- **Stored data entries**
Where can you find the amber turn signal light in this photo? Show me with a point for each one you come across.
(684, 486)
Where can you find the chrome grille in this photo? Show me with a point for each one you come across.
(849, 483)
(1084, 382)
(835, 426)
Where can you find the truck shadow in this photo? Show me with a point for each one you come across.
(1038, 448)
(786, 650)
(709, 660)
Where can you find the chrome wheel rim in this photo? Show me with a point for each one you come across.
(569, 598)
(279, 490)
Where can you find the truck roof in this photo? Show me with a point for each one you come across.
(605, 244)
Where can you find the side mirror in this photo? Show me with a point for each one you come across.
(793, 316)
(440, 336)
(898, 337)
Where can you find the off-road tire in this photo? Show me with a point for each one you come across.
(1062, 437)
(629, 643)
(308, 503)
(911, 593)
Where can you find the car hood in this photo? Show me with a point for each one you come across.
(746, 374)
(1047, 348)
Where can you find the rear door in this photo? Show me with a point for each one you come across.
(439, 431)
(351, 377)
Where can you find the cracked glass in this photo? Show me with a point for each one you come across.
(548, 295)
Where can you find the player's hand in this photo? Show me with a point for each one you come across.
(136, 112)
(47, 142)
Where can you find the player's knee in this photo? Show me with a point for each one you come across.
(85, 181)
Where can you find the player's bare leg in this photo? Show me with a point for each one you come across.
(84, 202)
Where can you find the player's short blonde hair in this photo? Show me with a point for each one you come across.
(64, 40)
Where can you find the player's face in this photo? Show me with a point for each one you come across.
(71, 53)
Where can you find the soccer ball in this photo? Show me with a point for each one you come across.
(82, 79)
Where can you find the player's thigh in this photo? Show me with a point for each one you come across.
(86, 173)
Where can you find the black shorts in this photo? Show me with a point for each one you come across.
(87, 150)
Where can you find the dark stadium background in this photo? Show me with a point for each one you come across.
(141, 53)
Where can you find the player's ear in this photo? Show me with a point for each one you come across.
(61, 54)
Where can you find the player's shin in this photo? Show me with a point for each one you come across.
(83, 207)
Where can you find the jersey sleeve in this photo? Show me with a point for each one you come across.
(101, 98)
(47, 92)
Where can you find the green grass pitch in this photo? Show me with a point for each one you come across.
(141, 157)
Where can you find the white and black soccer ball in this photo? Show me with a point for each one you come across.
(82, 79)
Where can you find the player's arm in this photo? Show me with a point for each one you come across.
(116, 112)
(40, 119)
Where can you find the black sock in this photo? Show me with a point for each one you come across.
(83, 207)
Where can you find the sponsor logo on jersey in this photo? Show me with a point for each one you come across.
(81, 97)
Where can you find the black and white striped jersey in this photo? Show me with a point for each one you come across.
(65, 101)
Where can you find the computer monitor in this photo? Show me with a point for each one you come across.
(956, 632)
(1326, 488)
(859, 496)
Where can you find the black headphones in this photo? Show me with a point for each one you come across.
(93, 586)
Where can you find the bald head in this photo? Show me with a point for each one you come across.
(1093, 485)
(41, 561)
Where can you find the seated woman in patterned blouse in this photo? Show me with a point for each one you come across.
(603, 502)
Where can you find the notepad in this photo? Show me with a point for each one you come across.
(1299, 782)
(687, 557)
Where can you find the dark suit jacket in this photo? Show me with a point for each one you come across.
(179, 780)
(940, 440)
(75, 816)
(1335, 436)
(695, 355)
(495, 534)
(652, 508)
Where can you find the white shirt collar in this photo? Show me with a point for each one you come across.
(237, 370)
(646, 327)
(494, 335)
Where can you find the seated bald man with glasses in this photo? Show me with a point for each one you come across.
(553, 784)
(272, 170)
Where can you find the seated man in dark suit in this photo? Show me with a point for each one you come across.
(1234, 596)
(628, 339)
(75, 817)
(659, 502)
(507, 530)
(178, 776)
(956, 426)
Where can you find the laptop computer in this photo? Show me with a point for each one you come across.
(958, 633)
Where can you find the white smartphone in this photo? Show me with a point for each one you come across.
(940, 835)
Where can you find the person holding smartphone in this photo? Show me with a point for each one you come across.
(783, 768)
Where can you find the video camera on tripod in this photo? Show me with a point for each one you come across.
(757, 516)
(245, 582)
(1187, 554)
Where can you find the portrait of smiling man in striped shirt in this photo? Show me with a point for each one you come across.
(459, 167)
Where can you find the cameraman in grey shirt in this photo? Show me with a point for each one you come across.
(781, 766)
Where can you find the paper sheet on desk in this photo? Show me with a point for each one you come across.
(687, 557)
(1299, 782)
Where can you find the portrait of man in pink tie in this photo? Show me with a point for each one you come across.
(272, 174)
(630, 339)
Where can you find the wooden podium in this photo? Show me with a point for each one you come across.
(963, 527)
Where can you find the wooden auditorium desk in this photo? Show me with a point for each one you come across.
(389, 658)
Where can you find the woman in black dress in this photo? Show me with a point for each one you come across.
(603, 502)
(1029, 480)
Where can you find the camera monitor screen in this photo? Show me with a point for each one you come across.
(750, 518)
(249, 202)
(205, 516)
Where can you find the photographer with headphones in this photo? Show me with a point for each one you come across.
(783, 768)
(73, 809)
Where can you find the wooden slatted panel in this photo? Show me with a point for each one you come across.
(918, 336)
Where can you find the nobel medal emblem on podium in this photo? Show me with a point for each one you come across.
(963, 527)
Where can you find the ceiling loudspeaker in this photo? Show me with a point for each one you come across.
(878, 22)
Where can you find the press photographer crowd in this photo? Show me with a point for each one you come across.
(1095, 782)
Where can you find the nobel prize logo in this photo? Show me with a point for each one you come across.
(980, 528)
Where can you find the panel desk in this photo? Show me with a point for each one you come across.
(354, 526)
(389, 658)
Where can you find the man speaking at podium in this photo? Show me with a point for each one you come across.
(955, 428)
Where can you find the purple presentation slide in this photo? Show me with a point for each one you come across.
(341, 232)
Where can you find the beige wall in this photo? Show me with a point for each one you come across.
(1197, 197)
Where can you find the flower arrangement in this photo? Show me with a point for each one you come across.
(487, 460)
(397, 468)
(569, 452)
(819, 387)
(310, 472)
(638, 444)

- **Assigned task**
Each record must be returned exactly as it is written.

- **Result of the exercise**
Where can you find the amber turn signal light in this photo? Show me with a point for each one you come across.
(684, 486)
Where can you find the chrome grille in this photo? Show me with a point for each one you come across.
(849, 483)
(1084, 382)
(835, 426)
Where can you find the truck shadow in this photo? Show me with a point for each one you come across.
(1038, 448)
(786, 650)
(709, 660)
Where can you find the chrome wheel rim in this photo? Show me with a point for each one you come across.
(569, 598)
(279, 490)
Where can you find the truck roof in this photo? Show me with a point for each one you come across.
(605, 244)
Where can you find the side mirror in this photo? Show me with a point for each one you come across.
(793, 316)
(440, 336)
(898, 337)
Where can you find the off-road tire in this photo? Show me with a point for each one you come across.
(1062, 437)
(629, 643)
(308, 503)
(911, 593)
Where can you find the car hood in this photo? Show me with a point for each one you come across.
(746, 374)
(1047, 348)
Where can you find the rear door in this photo? Show me with a point for each one you come across.
(439, 431)
(351, 377)
Where can you find the cracked glass in this photo? Show me with a point for each one you come across.
(548, 295)
Where can you find the player's hand in this photo? Show me with a point for each one you come across.
(136, 112)
(47, 142)
Where can you find the player's knee in this photo? Show me with a point for each one you come across.
(85, 181)
Where can you find the player's bare leg in this photo? Show me with a point for each one you come across.
(84, 202)
Where can you find the player's short blonde hair in this photo? Show me with a point for each one you come across.
(64, 40)
Where can you find the player's face in this photo? Show me with a point for each one you come across.
(71, 53)
Where can you find the soccer ball in this photo? Show me with a point for each one you come across.
(82, 79)
Where can you find the player's thigh in this photo? Show me with a point for each one you come across.
(86, 173)
Where can you find the black shorts in this photo? Show me with a point for each one you come across.
(87, 150)
Where can you find the dark stadium background in this photo? Show me with a point for each one you come across.
(141, 53)
Where can you find the player's ear in this photo? Show me with a point for each one you come across.
(61, 54)
Where can you find the player's shin in this photo? Show me with a point for each one you come across.
(83, 207)
Where can you find the jersey sleeve in this photo? Show me with a point for each one you come across.
(101, 98)
(47, 92)
Where can you find the green grass pitch in this photo? Show me with a point for each one you come across.
(141, 157)
Where can you find the white and black soccer ball in this photo? Show me with a point for each one you come across.
(82, 79)
Where can you find the player's arm in this photo? Show me with a point for each one you come across.
(116, 112)
(40, 119)
Where can you find the black sock in this photo? Show me with a point for each one you come across.
(83, 207)
Where can you find the sponsor logo on jersey in this photo? Show me with a point for each one you come across.
(81, 97)
Where can you find the black and white striped jersey in this photo? Show me with a point for each one you come across.
(65, 101)
Where can you find the computer monitor in this photo? Show me with a point for each one you come across.
(956, 632)
(1326, 488)
(859, 496)
Where can you find the black headphones in this photo? Show me with a point for each one you come across.
(93, 586)
Where can you find the bald head in this photo? Show me with a point for each one you come across.
(1093, 485)
(41, 561)
Where can you find the seated woman in patterned blouse in this photo? Show me with a point for each one you come across.
(603, 502)
Where can you find the notepad in this photo? Show me with a point for each one you come across.
(1299, 782)
(687, 557)
Where can you find the dark suit jacket in this photo? Show me with a point for each one you come across.
(179, 780)
(940, 440)
(75, 816)
(1335, 436)
(695, 355)
(495, 534)
(652, 508)
Where can you find the white shirt collar in this photo? Show me with a point for each one you come across.
(237, 370)
(646, 327)
(494, 335)
Where can you find the seated bald man with glasses in this photo? Show me with a point for each one you come across.
(553, 784)
(272, 170)
Where can you find the seated man in dark suit in this photo? Show me with a point for each one you come across.
(1234, 596)
(628, 339)
(75, 817)
(659, 502)
(507, 530)
(178, 776)
(956, 426)
Where can you find the laptop computer in this photo? Show me with a point for each one you come across.
(958, 633)
Where can you find the white smartphone in this photo? Show me with a point for each one you come across.
(940, 835)
Where can you find the person holding smartphone in this photo? Show me with a point for each one you come across.
(783, 768)
Where can you find the video camera on tripod in this photo? Show me with a point for each one you come across.
(757, 516)
(245, 582)
(1187, 554)
Where can you find the portrait of smiling man in striped shirt in this photo? Show me with a point for each one you come across.
(459, 167)
Where can you find the cameraman in grey shirt in this photo? Show me with a point for each one you come across.
(781, 766)
Where can you find the paper sheet on desk in this photo? Show me with a point for each one you come across.
(687, 557)
(1299, 782)
Where can you find the portrait of man in pink tie in this photo? Show me with a point for each one you come across.
(272, 174)
(630, 339)
Where can you find the wooden podium in this photo? Show me with a point for each one you come across.
(963, 527)
Where can you find the wooden auditorium desk in this photo? Show me with a point for each one you come across.
(389, 658)
Where can you find the woman in black dress in this photo? Show me with a point for each one you come across.
(603, 502)
(1029, 480)
Where can you find the camera monitor screen in this photo? Show me with a point for each one you come across.
(750, 518)
(249, 202)
(205, 516)
Where can you find the photographer with headphones in this photo? Show me with a point for each one you come across.
(783, 768)
(73, 809)
Where can you find the wooden slatted panel in this photo? Show me with a point for each one you come across.
(918, 336)
Where can you find the nobel medal emblem on podium in this photo? Show me with a point for each one you come across.
(963, 527)
Where can you find the ceiling loudspeaker in this photo? Show me with a point for each one you come across.
(878, 22)
Where can you find the press photographer crowd in this photo? Show me with a point for each one you come across.
(1095, 782)
Where can you find the nobel prize logo in this photo? Show me with a point for each one you come across.
(980, 528)
Where can you find the panel desk in this photo? Show me with a point for each one you come across.
(354, 526)
(389, 658)
Where can you find the man speaking at podium in this photo? Show me with a point for each one you come across.
(955, 428)
Where can you find the purple presentation slide in this photo? Show me with a point for each one you come across.
(341, 232)
Where can you find the beige wall in this photo? Show me with a point for each one you come across.
(1197, 197)
Where can you find the flower arrangement in this photo? Show me with a point for each one you come across.
(487, 460)
(397, 468)
(569, 452)
(819, 387)
(310, 472)
(638, 444)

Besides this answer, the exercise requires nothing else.